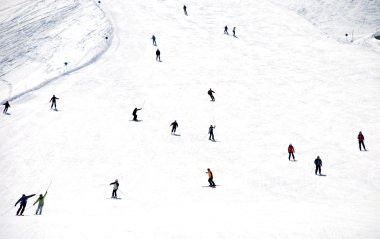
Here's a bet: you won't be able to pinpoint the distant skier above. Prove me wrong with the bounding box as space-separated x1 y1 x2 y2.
208 125 216 141
152 35 157 46
206 168 215 187
358 131 367 151
132 108 141 121
49 95 59 110
15 194 36 216
288 144 295 161
3 101 11 114
33 191 47 215
224 26 228 35
156 49 161 61
207 88 215 101
170 120 178 134
314 156 322 175
183 5 187 16
110 179 119 198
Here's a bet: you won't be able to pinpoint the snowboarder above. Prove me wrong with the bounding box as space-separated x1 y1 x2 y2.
358 131 367 151
206 168 215 187
156 49 161 61
224 26 228 35
170 120 178 134
110 179 119 198
314 156 322 175
288 144 295 161
183 5 187 16
49 95 59 110
152 35 157 46
208 125 216 141
33 191 47 215
132 108 141 121
3 101 11 114
15 194 36 216
207 88 215 101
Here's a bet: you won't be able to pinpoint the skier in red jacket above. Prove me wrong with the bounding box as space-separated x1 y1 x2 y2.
358 131 367 151
288 144 295 161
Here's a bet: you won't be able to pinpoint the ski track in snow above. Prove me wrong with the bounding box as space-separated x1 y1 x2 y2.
0 0 380 239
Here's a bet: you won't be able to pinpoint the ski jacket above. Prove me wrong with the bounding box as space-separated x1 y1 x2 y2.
110 181 119 190
33 191 47 206
15 194 36 206
314 158 322 166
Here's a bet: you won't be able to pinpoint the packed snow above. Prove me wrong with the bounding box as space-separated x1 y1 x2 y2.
0 0 380 239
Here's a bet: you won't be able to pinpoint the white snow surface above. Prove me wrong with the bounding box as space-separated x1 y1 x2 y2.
0 0 380 239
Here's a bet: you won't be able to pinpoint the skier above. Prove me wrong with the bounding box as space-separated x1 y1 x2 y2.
151 35 157 46
224 26 228 35
156 49 161 61
206 168 215 187
49 95 59 110
288 144 295 161
3 101 11 114
110 179 119 198
314 156 322 175
358 131 367 151
15 194 36 216
208 125 216 141
33 191 47 215
170 120 178 134
132 108 141 121
207 88 215 101
183 5 187 16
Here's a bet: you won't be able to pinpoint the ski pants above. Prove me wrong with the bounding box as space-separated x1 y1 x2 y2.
16 203 26 215
208 132 215 141
289 152 294 160
315 165 321 175
112 189 117 198
36 205 44 215
359 141 366 151
208 178 215 186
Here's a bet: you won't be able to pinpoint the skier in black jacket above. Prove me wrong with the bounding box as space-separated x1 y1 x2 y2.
314 156 322 175
3 101 11 114
110 179 119 198
15 194 36 216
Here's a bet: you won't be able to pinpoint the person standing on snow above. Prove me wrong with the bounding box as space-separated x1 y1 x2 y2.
207 88 215 101
152 35 157 46
358 131 367 151
224 26 228 35
314 156 322 175
183 5 187 16
3 101 11 114
110 179 119 198
15 194 36 216
288 144 295 161
156 49 161 61
49 95 59 110
33 191 47 215
132 108 141 121
170 120 178 134
208 125 216 141
206 168 215 187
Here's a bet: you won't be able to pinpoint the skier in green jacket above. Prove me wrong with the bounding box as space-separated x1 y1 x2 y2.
33 191 47 215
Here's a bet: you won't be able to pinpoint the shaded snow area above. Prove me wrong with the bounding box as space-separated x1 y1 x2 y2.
271 0 380 52
0 0 380 239
0 0 112 101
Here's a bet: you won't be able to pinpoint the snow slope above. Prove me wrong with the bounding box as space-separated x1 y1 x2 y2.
0 0 380 239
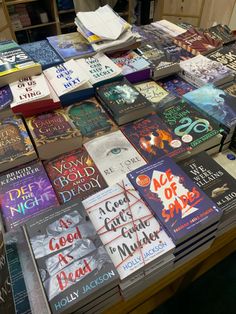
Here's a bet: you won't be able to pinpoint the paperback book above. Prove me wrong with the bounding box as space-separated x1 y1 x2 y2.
179 55 234 87
84 131 146 186
160 101 222 153
127 156 222 244
47 32 95 60
25 201 118 313
0 161 58 231
20 40 64 70
0 40 42 87
26 109 82 160
44 147 107 204
66 98 117 143
83 178 174 280
0 116 37 172
96 79 153 125
121 114 189 162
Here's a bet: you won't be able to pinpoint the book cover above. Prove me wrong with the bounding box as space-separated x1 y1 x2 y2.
26 201 118 313
160 101 222 148
43 59 89 97
76 52 122 85
83 178 174 280
134 81 176 112
47 32 94 60
0 231 15 314
67 98 117 143
44 147 107 204
121 114 188 162
0 161 58 231
157 75 196 97
127 156 222 243
84 131 146 186
184 84 236 130
20 40 64 70
96 79 153 124
0 116 36 171
179 55 234 87
179 152 236 221
174 27 222 55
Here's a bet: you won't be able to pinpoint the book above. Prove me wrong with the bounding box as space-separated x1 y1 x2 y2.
157 75 196 97
127 156 222 244
44 147 107 204
0 116 37 172
76 52 122 86
25 201 118 313
109 51 151 83
0 230 15 314
160 101 222 153
47 32 95 60
20 39 64 70
84 131 146 186
184 84 236 133
0 161 58 231
179 152 236 222
96 79 153 125
26 109 82 160
121 114 189 162
0 40 42 87
66 97 117 143
0 85 13 117
179 55 234 87
134 81 177 112
174 27 222 55
83 178 174 282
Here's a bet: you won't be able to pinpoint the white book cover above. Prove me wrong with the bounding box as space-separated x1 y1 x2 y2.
84 131 146 186
83 178 175 280
43 59 89 97
9 74 50 108
76 52 122 85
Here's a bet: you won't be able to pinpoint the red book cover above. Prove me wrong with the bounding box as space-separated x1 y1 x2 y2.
44 147 107 204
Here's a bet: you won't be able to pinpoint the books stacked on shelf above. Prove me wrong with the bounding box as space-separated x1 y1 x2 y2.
183 84 236 135
160 100 223 157
84 131 146 186
75 5 140 52
96 79 153 125
0 40 42 87
26 109 82 160
43 59 94 106
66 97 118 143
25 201 120 313
76 53 123 87
134 81 178 112
127 156 222 265
121 114 190 162
179 152 236 238
9 74 61 117
47 32 95 61
20 40 64 70
0 161 58 231
179 55 234 87
83 178 174 298
44 147 107 204
109 51 151 83
0 116 37 172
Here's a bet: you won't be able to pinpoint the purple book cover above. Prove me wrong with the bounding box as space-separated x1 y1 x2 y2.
128 156 222 244
0 161 58 231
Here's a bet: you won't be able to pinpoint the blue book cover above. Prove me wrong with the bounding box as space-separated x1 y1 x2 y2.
127 156 222 244
21 40 64 70
0 85 13 112
183 84 236 131
157 75 196 97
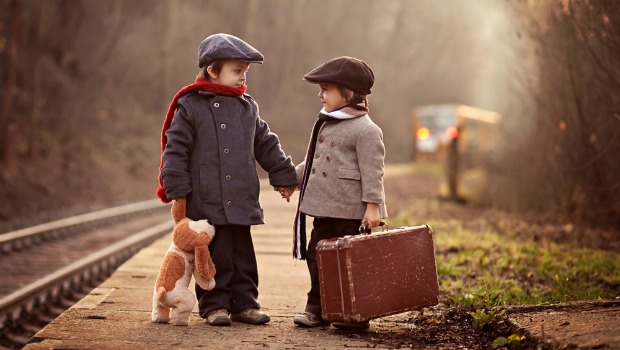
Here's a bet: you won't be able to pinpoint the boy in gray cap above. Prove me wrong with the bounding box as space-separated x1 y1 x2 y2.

TASK STATEMENT:
Collect every line of the entries above that contains the word "white", treating uppercase and lowercase as distinct.

ANSWER FOR THE TASK:
Here's a bet: you won't be able to pinpoint the white snow surface above. Prove me wrong with the bounding box as space-separated x1 y1 x2 y2.
Here's a bet: you won't be able to pinpoint the white book cover above. Prove me wrong with the bounding box as space-separated x1 y1 x2 y2.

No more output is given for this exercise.